*Text excerpt:*
┌──
Monday, July 29, 2013

Dispatches from Marketer World: Part 3— Assortment

I don't have a proper edition of DFMW this time, so here's a small collection of minor tidbits gleaned from various surveys I took.

Although the obsession with brands is something I've already written about at length, I was struck nonetheless by a particular example in a recent survey I took. In the midst of a long survey about dish washing products, the survey asked me:

"What drives your loyalty to the particular brand of automatic dishwasher detergent that you use?"


If ever called to provide a succinct explanation for my belief that marketers aren't actually human (thus ruling out my usual verbose rants), I would offer up that quote. A marketer writing a survey to try and learn the opinions of consumers assumed (a) that all consumers buy soap (a parity product) based on brand over all other factors, (b) that all consumers will only ever buy one brand of soap unless extraordinary external factors persuade them to change, and (c) the reason for this is because all consumers have loyalty to specific corporate trademarks. Keep in mind that at no point did I suggest anything that might support this conclusion even out of context; the question came completely out of the blue and not as a response to something I said.

Incidentally, the question was multiple choice; possible options included such delights as "I trust the brand" and "it's the brand I grew up with," plus the odd-sounding "it's the premium option."

To offer some semblance of actually answering the question, the idea of "brand loyalty" is ridiculous, especially when applied to a parity product like detergent; while I know I have dishwasher detergent in the cupboard under the sink I couldn't tell you what brand it is without getting up to check and I'm far too lazy to bother.

Moving on to another topic, many surveys on a wide range of subjects have blithely assumed I have a television, that said television is connected to some form of broadcast receiving equipment, and that I regularly watch said broadcasts when in fact, only the first is true and only barely. Many a survey has asked me how much television I watch in a multiple choice question that offered no selection for "none," forcing me to provide the awkward, if technically true, answer of "less than five hours weekly." At least three surveys have asked a series of half a dozen questions in a row where they would present a set of still images from different adverts and ask if I've seen that advert on the telly— without asking whether I actually watch television.
└──
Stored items
┌──
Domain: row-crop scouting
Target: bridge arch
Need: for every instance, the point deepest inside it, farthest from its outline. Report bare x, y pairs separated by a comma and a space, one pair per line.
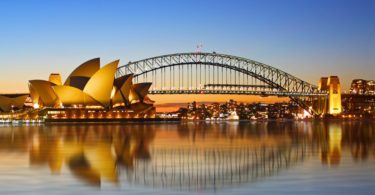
207, 73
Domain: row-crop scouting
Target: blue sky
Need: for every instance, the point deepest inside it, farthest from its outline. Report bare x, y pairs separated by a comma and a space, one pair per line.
307, 38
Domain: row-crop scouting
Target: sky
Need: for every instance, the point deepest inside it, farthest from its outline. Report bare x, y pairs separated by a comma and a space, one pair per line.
306, 38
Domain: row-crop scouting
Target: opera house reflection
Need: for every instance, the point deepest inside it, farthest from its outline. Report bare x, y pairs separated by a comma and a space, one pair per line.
185, 156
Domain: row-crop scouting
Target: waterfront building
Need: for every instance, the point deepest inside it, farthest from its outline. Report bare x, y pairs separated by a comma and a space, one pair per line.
362, 87
90, 91
332, 105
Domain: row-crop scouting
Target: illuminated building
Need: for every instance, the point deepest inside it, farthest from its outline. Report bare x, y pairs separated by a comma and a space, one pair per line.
362, 87
332, 105
90, 91
11, 102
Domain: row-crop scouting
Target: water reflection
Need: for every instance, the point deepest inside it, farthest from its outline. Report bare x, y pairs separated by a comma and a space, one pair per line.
187, 156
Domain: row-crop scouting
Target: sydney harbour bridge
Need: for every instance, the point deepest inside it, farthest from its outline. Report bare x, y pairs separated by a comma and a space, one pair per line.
213, 73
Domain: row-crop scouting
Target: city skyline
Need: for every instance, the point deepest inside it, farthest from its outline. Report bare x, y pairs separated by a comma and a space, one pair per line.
307, 39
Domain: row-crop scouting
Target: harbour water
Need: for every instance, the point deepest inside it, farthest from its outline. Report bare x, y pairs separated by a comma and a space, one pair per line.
229, 157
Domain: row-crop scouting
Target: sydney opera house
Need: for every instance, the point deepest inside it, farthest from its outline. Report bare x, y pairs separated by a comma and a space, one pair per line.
89, 92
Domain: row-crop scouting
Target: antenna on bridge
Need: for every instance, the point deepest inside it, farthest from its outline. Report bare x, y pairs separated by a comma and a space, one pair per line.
199, 48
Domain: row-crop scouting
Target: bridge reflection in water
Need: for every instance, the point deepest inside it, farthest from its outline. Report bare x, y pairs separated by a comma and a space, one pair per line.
187, 156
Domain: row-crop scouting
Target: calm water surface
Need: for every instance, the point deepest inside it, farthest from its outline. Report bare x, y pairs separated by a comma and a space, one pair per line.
189, 158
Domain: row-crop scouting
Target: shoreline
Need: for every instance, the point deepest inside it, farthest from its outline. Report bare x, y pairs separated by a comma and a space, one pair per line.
164, 120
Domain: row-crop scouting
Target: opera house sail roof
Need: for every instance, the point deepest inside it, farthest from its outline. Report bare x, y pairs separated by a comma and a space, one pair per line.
88, 86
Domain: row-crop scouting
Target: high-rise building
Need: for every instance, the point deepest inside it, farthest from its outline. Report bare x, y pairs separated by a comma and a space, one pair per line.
358, 86
334, 95
332, 105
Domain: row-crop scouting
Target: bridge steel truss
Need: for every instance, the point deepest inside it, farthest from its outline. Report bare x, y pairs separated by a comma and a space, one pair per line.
212, 73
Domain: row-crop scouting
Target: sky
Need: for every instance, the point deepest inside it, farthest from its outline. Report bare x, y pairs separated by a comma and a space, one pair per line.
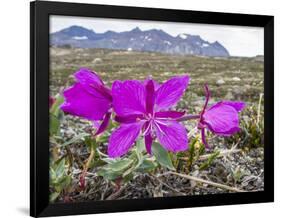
238, 40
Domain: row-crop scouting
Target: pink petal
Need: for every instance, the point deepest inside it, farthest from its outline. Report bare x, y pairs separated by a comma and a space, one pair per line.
148, 142
104, 124
150, 97
222, 119
170, 92
128, 97
169, 114
122, 139
155, 83
80, 102
129, 118
172, 136
238, 105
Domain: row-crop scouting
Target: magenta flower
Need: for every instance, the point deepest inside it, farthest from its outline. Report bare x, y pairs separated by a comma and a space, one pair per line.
141, 107
89, 98
221, 118
51, 101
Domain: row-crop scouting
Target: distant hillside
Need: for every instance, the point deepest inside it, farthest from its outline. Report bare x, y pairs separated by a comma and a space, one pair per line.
150, 40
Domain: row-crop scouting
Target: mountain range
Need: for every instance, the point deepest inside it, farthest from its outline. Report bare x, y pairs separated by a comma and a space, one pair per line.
153, 40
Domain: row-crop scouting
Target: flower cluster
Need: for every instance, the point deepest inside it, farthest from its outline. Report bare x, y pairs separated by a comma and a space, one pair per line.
144, 108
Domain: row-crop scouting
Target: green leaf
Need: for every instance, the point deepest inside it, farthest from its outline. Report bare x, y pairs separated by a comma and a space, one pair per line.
54, 125
75, 139
147, 166
108, 174
55, 109
162, 156
53, 196
120, 165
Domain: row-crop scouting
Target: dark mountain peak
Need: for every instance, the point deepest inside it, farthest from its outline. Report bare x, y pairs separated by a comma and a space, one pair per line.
153, 40
77, 31
136, 30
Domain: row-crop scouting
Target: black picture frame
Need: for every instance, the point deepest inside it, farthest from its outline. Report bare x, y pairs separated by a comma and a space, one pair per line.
39, 107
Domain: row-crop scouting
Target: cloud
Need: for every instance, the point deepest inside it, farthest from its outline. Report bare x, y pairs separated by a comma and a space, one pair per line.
239, 40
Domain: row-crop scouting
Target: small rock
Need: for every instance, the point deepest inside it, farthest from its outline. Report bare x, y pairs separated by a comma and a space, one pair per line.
236, 79
97, 61
220, 82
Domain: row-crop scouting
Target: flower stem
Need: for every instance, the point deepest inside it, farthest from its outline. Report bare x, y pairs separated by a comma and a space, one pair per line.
86, 167
189, 117
196, 179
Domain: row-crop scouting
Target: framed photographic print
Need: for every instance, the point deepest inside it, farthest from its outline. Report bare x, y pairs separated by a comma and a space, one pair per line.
141, 109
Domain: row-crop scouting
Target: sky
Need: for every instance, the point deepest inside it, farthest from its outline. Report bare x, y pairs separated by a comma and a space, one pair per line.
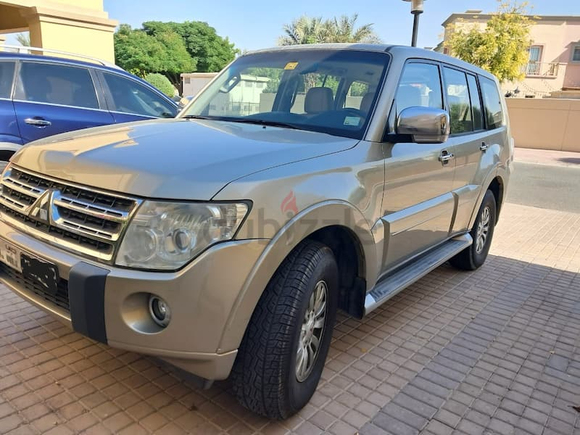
253, 24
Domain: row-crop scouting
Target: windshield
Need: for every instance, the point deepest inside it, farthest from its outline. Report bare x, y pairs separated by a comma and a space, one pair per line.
327, 91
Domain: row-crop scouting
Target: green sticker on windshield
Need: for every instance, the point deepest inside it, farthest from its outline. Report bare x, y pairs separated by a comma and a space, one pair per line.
352, 121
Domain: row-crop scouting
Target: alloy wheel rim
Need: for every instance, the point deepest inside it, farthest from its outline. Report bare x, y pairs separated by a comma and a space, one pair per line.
311, 332
483, 230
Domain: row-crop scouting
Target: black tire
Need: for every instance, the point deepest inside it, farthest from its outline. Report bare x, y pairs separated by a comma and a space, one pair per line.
264, 377
471, 258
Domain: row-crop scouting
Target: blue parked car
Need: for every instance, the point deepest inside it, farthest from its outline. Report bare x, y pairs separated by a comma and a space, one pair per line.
44, 95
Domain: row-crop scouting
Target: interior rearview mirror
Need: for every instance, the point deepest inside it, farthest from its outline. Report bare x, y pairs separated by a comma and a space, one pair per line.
424, 124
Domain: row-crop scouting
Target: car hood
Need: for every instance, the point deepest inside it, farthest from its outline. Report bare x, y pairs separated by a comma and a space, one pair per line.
172, 159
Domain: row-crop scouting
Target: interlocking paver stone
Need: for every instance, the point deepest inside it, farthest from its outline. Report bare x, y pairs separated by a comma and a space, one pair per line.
495, 351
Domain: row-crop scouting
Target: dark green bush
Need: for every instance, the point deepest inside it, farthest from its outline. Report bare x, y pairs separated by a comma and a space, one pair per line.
161, 82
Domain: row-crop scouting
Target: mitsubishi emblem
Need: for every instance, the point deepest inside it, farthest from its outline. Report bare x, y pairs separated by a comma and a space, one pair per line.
39, 209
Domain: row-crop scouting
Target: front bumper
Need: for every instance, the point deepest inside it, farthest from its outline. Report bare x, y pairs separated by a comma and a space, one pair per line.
109, 304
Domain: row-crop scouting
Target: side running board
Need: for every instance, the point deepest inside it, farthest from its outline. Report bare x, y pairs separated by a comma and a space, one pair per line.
391, 285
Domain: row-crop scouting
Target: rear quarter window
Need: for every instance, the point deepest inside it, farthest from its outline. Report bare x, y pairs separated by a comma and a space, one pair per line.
6, 78
492, 103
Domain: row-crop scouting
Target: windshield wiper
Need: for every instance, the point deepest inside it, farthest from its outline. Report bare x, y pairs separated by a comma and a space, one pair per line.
263, 122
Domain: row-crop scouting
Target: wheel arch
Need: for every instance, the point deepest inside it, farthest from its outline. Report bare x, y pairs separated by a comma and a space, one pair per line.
497, 188
495, 182
323, 222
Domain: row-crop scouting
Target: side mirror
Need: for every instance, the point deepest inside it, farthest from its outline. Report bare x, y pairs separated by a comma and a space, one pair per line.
424, 124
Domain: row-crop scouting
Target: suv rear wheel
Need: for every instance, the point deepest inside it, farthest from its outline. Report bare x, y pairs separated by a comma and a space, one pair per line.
482, 232
284, 349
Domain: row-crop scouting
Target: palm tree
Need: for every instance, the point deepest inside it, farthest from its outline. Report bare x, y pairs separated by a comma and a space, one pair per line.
312, 30
344, 29
23, 39
304, 30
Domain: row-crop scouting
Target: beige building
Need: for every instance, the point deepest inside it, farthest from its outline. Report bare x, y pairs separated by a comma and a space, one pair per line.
76, 26
554, 57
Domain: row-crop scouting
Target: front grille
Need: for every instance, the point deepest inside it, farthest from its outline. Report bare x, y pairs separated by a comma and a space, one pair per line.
60, 298
74, 217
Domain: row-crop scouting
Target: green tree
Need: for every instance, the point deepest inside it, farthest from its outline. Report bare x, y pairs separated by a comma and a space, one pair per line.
141, 53
344, 29
312, 30
210, 51
161, 82
304, 30
502, 47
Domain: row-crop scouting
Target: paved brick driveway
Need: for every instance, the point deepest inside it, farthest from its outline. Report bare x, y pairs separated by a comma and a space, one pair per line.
494, 352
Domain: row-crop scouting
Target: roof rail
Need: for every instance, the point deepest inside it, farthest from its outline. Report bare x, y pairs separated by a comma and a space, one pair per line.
64, 54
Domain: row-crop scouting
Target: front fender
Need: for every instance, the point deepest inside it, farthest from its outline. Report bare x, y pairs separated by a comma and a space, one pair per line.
9, 146
308, 221
501, 171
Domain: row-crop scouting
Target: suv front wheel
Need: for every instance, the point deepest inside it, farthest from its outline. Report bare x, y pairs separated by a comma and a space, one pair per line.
283, 352
482, 232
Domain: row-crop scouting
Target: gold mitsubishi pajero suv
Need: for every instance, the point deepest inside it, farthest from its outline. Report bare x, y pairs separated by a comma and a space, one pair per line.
300, 181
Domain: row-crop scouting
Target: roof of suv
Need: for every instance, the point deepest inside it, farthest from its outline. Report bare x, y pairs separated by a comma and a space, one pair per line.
44, 58
399, 50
└──
*What needs to be done:* Pick up the blog post about marketing surveys after its last sentence and keep writing it.

*Final answer:*
I suppose this is to my advantage in a way, since surveys are written for specific target demographics and they don't pay if you don't fit them; I'd have missed out on quite a few survey payments if they'd specified "television watchers" as a target demographic rather than simply assuming everyone watched. Still, it's symptomatic of a general culture among corporate interests that assumes television is the norm and "cord cutters" (to say nothing of "cord nevers" like me) are weird outliers— and that culture permeates through the media and content industries who habitually cut us cordless folk off from the best content because they assume we're a tiny and irrelevant minority.

Moving on to one more topic, it's hardly news to most people that many online retailers keep track of what products you look at to help them market at you. It's a form of ad targeting that's obnoxious as any other in principle and very hard to escape given that many online retailers won't let you buy anything without an "account" that ties your viewing habits to your name and identity, but it's one that in practice we generally let slide because the targeted ads are mostly limited to the online retailer itself; ads are more tolerable when we're in a buying mindset since they're not qualitatively different from the list of products being presented for sale anyway; basically just an aisle-end display.

That said, I have to question their value in actually driving sales. I've mentioned before that ad targeting is hit or miss under the best of circumstances; the list of "products you recently viewed" are not inherently likely to be the products you want to buy for precisely the same reasons that any targeted ad is likely to fail— a complete inability of computers to automatically determine why you looked at something from the fact that you did look at it.

The list of "products you recently viewed" is liable to be full of the products you want-ish but not that much, the products you considered inferior alternatives to the one you actually bought, or the products you did buy and don't need another of.

And then, of course, there's my list of recently viewed products from a well known electronics retailer.

Click to embiggen.


Well done, popular retailer. Well done. That ad will surely be responsible for driving many sales.